— BEGIN Records shown —

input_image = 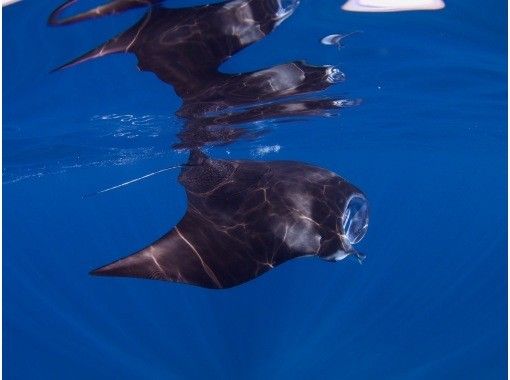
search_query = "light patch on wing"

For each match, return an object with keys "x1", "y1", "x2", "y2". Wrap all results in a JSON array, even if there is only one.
[
  {"x1": 324, "y1": 250, "x2": 351, "y2": 261},
  {"x1": 284, "y1": 219, "x2": 321, "y2": 254},
  {"x1": 251, "y1": 64, "x2": 305, "y2": 93},
  {"x1": 2, "y1": 0, "x2": 21, "y2": 7},
  {"x1": 222, "y1": 0, "x2": 265, "y2": 45},
  {"x1": 275, "y1": 0, "x2": 299, "y2": 26},
  {"x1": 273, "y1": 192, "x2": 321, "y2": 254}
]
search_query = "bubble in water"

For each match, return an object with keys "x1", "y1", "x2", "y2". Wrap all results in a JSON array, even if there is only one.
[{"x1": 321, "y1": 34, "x2": 342, "y2": 45}]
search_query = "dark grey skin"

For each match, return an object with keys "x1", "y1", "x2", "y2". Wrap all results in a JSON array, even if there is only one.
[{"x1": 91, "y1": 150, "x2": 368, "y2": 289}]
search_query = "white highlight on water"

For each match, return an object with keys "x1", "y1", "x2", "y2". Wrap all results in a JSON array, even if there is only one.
[{"x1": 89, "y1": 165, "x2": 181, "y2": 195}]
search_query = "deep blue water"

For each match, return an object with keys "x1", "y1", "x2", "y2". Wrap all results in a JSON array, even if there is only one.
[{"x1": 3, "y1": 0, "x2": 507, "y2": 379}]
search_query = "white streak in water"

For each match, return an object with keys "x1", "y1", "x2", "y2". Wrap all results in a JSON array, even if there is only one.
[{"x1": 89, "y1": 165, "x2": 180, "y2": 196}]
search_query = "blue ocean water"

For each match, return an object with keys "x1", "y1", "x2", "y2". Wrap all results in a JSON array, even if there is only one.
[{"x1": 2, "y1": 0, "x2": 507, "y2": 379}]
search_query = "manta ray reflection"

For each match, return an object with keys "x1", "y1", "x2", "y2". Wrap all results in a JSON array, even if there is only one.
[{"x1": 48, "y1": 0, "x2": 368, "y2": 288}]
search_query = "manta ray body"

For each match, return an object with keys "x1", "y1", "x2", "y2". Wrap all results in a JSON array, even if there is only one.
[{"x1": 92, "y1": 150, "x2": 368, "y2": 289}]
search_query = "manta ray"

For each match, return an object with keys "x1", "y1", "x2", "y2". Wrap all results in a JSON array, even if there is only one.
[
  {"x1": 48, "y1": 0, "x2": 350, "y2": 148},
  {"x1": 91, "y1": 150, "x2": 368, "y2": 289},
  {"x1": 49, "y1": 0, "x2": 368, "y2": 289}
]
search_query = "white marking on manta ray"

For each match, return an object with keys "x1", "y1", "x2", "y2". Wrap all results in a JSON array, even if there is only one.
[
  {"x1": 124, "y1": 8, "x2": 152, "y2": 52},
  {"x1": 175, "y1": 227, "x2": 223, "y2": 288},
  {"x1": 148, "y1": 252, "x2": 169, "y2": 278},
  {"x1": 342, "y1": 0, "x2": 445, "y2": 12}
]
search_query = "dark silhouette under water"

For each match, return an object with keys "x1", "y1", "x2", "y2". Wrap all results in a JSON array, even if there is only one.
[{"x1": 49, "y1": 0, "x2": 368, "y2": 288}]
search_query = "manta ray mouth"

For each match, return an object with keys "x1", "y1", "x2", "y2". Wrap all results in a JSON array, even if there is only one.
[{"x1": 326, "y1": 194, "x2": 369, "y2": 263}]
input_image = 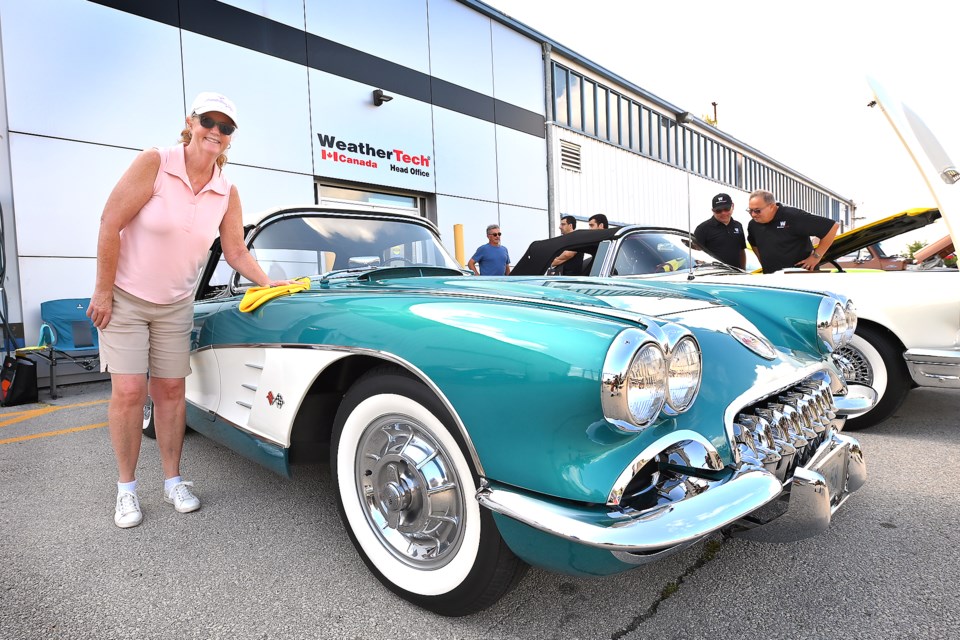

— END Records shown —

The exercise: Count the lines above that contain the string "white", and report only that number.

Task answer: 3